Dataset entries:
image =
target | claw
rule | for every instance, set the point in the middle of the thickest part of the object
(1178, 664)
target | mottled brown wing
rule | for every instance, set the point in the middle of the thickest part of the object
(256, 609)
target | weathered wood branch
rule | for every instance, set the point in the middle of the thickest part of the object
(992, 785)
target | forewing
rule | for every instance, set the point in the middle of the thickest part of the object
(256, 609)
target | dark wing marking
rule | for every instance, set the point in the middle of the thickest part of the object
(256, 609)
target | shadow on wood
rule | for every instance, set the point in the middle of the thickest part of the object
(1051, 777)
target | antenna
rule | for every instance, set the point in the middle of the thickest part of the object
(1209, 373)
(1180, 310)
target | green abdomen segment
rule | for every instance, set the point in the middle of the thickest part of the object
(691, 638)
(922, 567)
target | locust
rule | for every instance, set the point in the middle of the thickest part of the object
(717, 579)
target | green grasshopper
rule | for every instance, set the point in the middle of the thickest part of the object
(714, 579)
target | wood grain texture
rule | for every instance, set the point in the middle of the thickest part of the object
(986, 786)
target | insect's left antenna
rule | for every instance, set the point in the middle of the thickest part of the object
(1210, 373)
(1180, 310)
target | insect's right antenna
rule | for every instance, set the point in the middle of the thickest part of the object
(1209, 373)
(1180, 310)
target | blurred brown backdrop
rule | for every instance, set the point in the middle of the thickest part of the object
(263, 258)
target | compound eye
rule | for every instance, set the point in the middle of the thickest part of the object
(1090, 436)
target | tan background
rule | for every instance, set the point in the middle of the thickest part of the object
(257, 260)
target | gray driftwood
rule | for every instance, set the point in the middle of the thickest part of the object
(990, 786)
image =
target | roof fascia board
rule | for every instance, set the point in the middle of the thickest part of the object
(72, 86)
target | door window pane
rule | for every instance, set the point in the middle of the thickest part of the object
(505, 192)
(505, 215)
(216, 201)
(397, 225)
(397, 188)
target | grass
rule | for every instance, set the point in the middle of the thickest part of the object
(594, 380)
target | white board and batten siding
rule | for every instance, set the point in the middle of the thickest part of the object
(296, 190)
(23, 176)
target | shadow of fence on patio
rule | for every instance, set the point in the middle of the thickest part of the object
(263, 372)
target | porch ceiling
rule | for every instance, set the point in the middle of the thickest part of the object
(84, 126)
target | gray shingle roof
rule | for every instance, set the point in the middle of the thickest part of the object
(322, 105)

- _SHORT TASK_: Starting with the line that contains "target | door window pane", write out each line through the end of the listing, exactly as it appears, and include nothing else.

- _RESPONSE FOR THIS EXERCISE_:
target | door window pane
rule | for every instance, set the point in the middle of the thickest part of the object
(505, 192)
(505, 215)
(216, 201)
(397, 225)
(397, 188)
target | grass
rule | for every instance, set the point in the middle of the thickest part of the object
(594, 380)
target | white board and batten siding
rule | for every instance, set the point in the middle of the thickest part of the object
(296, 190)
(23, 176)
target | shadow of fence on patio
rule | for every instance, set the point in the middle of the thickest part of the object
(263, 372)
target | porch ceiling
rule | for every instance, set the point in the middle of the thickest part of the object
(84, 126)
target | gray shingle roof
rule | for every instance, set the point in the middle of the thickest part of the object
(322, 105)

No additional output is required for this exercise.